**Aim:** Copy out all of the entries below without changing a single character.

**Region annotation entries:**
***
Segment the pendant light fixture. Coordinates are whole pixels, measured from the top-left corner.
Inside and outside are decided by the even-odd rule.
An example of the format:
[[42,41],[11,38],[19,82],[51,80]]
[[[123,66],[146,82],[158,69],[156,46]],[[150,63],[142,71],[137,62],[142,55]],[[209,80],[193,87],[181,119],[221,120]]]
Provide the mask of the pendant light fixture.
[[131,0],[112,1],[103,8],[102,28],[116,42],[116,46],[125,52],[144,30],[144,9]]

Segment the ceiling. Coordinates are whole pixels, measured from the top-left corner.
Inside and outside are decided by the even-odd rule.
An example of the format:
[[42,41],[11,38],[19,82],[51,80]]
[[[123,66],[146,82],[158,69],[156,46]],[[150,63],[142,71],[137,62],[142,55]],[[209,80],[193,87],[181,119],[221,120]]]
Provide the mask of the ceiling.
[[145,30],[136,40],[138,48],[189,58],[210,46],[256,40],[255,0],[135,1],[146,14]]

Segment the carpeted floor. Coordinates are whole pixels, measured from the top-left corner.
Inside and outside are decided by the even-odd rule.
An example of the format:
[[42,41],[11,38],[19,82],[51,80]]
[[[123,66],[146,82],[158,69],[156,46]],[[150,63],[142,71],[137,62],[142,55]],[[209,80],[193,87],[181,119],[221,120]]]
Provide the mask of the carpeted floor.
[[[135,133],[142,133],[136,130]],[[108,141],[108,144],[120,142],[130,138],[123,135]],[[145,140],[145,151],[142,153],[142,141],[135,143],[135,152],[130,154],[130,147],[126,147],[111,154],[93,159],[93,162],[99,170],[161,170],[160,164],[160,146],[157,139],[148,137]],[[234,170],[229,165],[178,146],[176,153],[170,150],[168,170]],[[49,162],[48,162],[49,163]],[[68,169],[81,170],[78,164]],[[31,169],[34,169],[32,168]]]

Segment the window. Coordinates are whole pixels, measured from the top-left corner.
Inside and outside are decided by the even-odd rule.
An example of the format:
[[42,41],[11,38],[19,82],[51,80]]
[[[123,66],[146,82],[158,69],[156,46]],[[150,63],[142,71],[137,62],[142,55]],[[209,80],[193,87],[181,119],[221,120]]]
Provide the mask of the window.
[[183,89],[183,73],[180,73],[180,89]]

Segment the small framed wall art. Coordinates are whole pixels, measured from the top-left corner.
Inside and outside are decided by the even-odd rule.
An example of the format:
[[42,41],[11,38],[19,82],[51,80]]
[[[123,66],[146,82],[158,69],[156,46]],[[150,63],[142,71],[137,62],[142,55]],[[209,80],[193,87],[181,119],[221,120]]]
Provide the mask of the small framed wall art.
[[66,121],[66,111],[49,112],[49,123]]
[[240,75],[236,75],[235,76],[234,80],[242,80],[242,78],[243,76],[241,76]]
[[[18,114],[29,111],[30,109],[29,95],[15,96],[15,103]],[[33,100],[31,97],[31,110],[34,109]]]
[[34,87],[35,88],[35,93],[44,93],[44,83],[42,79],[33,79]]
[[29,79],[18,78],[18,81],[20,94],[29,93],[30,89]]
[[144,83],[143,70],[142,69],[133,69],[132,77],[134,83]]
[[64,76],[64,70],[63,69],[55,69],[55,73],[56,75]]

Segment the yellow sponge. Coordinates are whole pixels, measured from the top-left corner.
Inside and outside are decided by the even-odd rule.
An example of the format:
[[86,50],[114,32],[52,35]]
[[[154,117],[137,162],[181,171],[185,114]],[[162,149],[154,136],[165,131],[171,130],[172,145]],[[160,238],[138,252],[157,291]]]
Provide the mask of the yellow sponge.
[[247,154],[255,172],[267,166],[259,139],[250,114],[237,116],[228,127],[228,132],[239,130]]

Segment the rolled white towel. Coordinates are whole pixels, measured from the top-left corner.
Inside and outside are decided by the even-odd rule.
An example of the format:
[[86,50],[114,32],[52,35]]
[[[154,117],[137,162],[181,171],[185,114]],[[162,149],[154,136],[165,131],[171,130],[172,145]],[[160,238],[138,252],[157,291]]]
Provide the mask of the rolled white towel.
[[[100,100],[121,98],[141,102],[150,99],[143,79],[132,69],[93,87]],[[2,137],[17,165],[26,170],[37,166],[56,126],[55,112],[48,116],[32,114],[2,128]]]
***
**Task output:**
Segment the pendant light fixture. Coordinates are whole pixels, measured from the top-left corner.
Inside and outside are decided by the even-odd rule.
An example of the format:
[[42,41],[11,38],[19,82],[51,80]]
[[[123,66],[146,82],[158,69],[156,46]],[[150,63],[142,71],[137,62],[142,55]],[[209,80],[193,87],[181,119],[221,120]]]
Provide the mask of the pendant light fixture.
[[131,0],[112,1],[103,8],[102,28],[116,42],[116,46],[125,52],[144,30],[144,9]]

Segment the ceiling. Coordinates are whole pixels, measured from the top-left corner.
Inside and outside are decided by the even-odd rule.
An example of the format:
[[42,41],[11,38],[19,82],[51,80]]
[[[123,66],[146,82],[158,69],[156,46]],[[150,63],[142,71],[137,62],[142,55]],[[209,80],[193,87],[181,119],[221,120]]]
Provide the mask of the ceiling.
[[145,30],[136,40],[138,48],[189,58],[210,46],[256,40],[255,0],[135,1],[146,14]]

Segment the carpeted floor. Coordinates are whole pixels, measured from the top-left corner.
Inside and outside are decided by the even-odd rule.
An example of the format:
[[42,41],[11,38],[19,82],[51,80]]
[[[123,66],[146,82],[158,69],[156,46]],[[150,63],[142,71],[137,62],[142,55]],[[209,80],[193,87],[181,119],[221,120]]]
Provide the mask of the carpeted floor.
[[[135,133],[142,133],[136,130]],[[108,141],[108,144],[120,142],[130,138],[123,135]],[[145,140],[145,151],[142,153],[142,141],[135,143],[135,152],[130,154],[130,147],[126,147],[111,154],[93,159],[93,162],[99,170],[161,170],[160,164],[160,146],[157,139],[148,137]],[[234,170],[229,165],[178,146],[176,153],[170,150],[168,170]],[[49,162],[48,162],[49,163]],[[68,169],[81,170],[78,164]],[[31,169],[34,169],[32,168]]]

Segment the window. Coordinates are whole pixels, measured from the top-left corner.
Inside and outside are decided by the even-odd rule.
An example of the format:
[[42,41],[11,38],[19,82],[51,80]]
[[[123,66],[146,82],[158,69],[156,46]],[[150,63],[142,71],[137,62],[142,55]],[[209,80],[193,87],[181,119],[221,120]]]
Provide the mask of the window.
[[183,89],[183,73],[180,73],[180,89]]

Segment the small framed wall art. Coordinates are whole pixels, measured from the top-left corner.
Inside and outside are decided by the even-odd rule.
An example of the format:
[[42,41],[11,38],[19,82],[51,80]]
[[[123,66],[146,82],[158,69],[156,46]],[[150,63],[142,71],[137,62],[142,55]],[[209,80],[193,87],[181,119],[221,120]]]
Provide the mask of the small framed wall art.
[[66,121],[66,111],[49,112],[49,123]]
[[240,75],[236,75],[235,76],[234,80],[242,80],[242,78],[243,76],[241,76]]
[[[18,114],[29,111],[30,109],[29,95],[15,96],[15,103]],[[33,100],[31,97],[31,110],[34,109]]]
[[34,87],[35,88],[35,93],[44,93],[44,83],[42,79],[33,79]]
[[29,79],[18,78],[18,81],[20,94],[29,93],[30,89]]
[[144,83],[143,70],[142,69],[133,69],[132,77],[134,83]]
[[64,76],[64,70],[63,69],[55,69],[55,73],[56,75]]

Segment the yellow sponge. Coordinates are whole pixels, measured from the top-left corner.
Inside and outside are decided by the even-odd rule.
An example of the format:
[[86,50],[114,32],[52,35]]
[[[154,117],[137,162],[181,171],[185,114]],[[162,149],[154,136],[165,131],[171,130],[172,145]],[[160,238],[138,252],[157,291]]]
Provide the mask of the yellow sponge.
[[247,154],[255,172],[267,166],[259,139],[250,114],[237,116],[228,127],[228,132],[239,130]]

Segment the rolled white towel. Coordinates are whole pixels, measured from the top-left corner.
Inside and outside are decided by the even-odd rule.
An example of the format:
[[86,50],[114,32],[52,35]]
[[[154,117],[137,162],[181,171],[185,114]],[[162,149],[154,136],[165,131],[171,130],[172,145]],[[160,238],[138,252],[157,291]]]
Provide the mask of the rolled white towel.
[[[100,100],[121,98],[141,102],[150,99],[143,79],[132,69],[93,87]],[[2,137],[17,165],[26,170],[37,166],[56,126],[55,112],[48,116],[32,114],[2,128]]]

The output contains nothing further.